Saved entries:
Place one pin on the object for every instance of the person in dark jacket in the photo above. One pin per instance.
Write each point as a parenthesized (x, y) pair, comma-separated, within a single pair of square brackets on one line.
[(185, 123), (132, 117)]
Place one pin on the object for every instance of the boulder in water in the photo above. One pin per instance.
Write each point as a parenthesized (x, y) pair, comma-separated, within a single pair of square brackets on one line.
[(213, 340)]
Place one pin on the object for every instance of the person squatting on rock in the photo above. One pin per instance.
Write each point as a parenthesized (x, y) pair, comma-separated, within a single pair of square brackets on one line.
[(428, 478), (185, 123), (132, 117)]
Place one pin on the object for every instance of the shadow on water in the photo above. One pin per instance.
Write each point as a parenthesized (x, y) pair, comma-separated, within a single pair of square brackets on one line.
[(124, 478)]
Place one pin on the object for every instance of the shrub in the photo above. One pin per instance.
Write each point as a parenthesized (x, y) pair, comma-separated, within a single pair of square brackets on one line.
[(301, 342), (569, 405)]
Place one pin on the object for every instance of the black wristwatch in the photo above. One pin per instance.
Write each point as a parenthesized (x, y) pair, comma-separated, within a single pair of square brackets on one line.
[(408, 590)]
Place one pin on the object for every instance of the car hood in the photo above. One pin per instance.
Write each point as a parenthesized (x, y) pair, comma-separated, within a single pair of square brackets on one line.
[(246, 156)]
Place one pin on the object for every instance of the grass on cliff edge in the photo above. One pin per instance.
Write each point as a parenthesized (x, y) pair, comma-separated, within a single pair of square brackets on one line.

The problem →
Write down how many lines in the data contain "person". Add nothing else.

Exercise solution →
2